Selected excerpt section start

A distinct improvement was observed in cell survival after thawing. Because these were single cells, the statistics are inaccurate, but the IVF lab reported 50% survival using saturated oil, as compared to no survival using regular oil.

4. Discussion

This study proposed and evaluated nanomaterial methods and procedures for the cryopreservation of single sperm cells within 1.5 ANLC. Minimizing the dimensions of the ANLC enhances the ability to locate the sperm cell; however, optical interference may affect the wavefront of the incoming laser beam and the light scattered by the immobilized sperm cell. This aspect was thoroughly investigated through computer simulations of an interference microscope. The results indicated that the ANLC design that minimizes light interference is a cylindrical container with a flat bottom.

Additionally, the fact that survival of sperm cells following a freezing–thawing cycle in relatively large volumes was found to be much larger than that obtained within the ANLC compelled us to examine, more precisely, the dependency of sperm cell vitality on the freeze–thaw volume. We found that in droplet volumes below a few nanoliters, the greater the decrease in droplet volume, the more rapid the increase in solute concentration within, tending to infinity. This evidently prevents survival of sperm cells within these droplets. Covering the watery droplet with oil did not prevent the transfer of water molecules through it and hence did not prevent the elevation of solute concentration within the droplet. All of this is detailed in a work that has been submitted for publication and has not yet been published.

Selected excerpt section end

→ **Using the information**:
A. From the sperm cryopreservation excerpt, reproduce the stretch from "A distinct improvement" through "using regular oil." word for word.
B. Using the sperm cryopreservation excerpt, answer these questions:
(i) What survival rate did the IVF lab report for cells thawed using saturated oil?
(ii) Which ANLC design minimizes light interference, according to the simulation results?
(iii) Did covering the watery droplet with oil prevent the transfer of water molecules through it?

Given information section start

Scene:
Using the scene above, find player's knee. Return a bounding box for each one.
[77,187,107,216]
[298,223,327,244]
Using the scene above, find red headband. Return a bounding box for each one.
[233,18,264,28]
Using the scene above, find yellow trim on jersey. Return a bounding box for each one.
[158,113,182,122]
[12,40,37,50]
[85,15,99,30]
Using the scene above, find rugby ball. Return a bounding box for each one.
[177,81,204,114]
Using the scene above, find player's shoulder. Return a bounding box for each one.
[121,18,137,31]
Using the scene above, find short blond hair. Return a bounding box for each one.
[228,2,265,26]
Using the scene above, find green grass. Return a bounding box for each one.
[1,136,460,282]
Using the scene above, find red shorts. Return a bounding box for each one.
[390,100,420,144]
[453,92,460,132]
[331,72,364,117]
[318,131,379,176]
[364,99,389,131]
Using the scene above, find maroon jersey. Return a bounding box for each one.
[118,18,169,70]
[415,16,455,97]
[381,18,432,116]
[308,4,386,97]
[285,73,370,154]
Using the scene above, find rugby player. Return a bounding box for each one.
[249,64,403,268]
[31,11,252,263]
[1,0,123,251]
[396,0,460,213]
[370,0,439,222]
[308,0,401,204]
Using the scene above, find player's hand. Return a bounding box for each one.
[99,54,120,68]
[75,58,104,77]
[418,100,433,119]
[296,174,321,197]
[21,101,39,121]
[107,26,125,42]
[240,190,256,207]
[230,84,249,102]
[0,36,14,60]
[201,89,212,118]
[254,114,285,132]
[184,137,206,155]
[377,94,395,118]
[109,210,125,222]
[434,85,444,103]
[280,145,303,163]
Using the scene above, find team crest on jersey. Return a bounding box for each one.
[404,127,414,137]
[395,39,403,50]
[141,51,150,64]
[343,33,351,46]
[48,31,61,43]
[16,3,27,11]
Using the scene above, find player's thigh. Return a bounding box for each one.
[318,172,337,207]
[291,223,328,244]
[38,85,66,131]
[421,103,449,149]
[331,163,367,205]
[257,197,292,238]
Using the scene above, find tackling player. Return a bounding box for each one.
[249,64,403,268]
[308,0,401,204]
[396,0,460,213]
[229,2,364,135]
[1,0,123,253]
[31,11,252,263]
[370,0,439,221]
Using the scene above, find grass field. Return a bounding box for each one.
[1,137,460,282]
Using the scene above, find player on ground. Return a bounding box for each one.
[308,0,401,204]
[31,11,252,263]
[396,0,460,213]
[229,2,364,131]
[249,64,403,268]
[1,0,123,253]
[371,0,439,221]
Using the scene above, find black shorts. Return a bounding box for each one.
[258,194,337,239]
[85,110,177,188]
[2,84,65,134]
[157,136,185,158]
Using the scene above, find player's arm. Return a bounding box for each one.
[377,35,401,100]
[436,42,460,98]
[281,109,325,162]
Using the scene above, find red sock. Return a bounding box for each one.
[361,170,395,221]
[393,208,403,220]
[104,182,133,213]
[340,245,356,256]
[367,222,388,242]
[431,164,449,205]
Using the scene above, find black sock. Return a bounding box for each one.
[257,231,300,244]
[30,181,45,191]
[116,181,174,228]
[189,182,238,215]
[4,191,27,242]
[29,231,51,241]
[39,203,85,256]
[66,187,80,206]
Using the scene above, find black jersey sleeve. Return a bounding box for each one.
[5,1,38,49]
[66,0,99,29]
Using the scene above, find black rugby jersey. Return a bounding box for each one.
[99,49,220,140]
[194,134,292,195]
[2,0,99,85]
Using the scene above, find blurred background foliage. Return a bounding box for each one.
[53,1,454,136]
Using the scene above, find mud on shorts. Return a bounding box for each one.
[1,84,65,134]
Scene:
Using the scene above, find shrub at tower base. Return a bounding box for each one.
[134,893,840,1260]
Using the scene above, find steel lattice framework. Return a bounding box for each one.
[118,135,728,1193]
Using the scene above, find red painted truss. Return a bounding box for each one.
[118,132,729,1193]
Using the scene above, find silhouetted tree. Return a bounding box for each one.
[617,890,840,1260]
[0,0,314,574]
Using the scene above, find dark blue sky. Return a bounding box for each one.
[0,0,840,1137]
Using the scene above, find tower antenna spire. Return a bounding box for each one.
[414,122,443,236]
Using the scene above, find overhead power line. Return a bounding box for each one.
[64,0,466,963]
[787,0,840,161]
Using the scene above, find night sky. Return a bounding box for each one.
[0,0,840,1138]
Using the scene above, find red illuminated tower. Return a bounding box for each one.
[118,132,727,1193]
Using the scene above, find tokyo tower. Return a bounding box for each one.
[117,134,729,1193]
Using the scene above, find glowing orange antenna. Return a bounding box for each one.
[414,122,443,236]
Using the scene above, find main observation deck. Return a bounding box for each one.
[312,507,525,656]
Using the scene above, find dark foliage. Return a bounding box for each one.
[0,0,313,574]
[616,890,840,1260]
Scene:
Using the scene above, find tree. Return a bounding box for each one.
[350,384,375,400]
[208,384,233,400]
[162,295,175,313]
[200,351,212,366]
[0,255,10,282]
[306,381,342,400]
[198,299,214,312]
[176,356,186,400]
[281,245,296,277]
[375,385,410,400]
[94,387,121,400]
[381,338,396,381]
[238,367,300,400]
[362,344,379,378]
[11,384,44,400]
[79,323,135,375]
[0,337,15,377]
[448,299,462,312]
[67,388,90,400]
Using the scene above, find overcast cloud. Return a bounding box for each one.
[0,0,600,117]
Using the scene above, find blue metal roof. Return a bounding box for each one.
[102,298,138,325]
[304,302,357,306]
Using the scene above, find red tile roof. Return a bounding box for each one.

Given information section end

→ **Answers by task**:
A.
A distinct improvement was observed in cell survival after thawing. Because these were single cells, the statistics are inaccurate, but the IVF lab reported 50% survival using saturated oil, as compared to no survival using regular oil.

B.
(i) 50% survival.
(ii) A cylindrical container with a flat bottom.
(iii) No, it did not prevent the transfer of water molecules.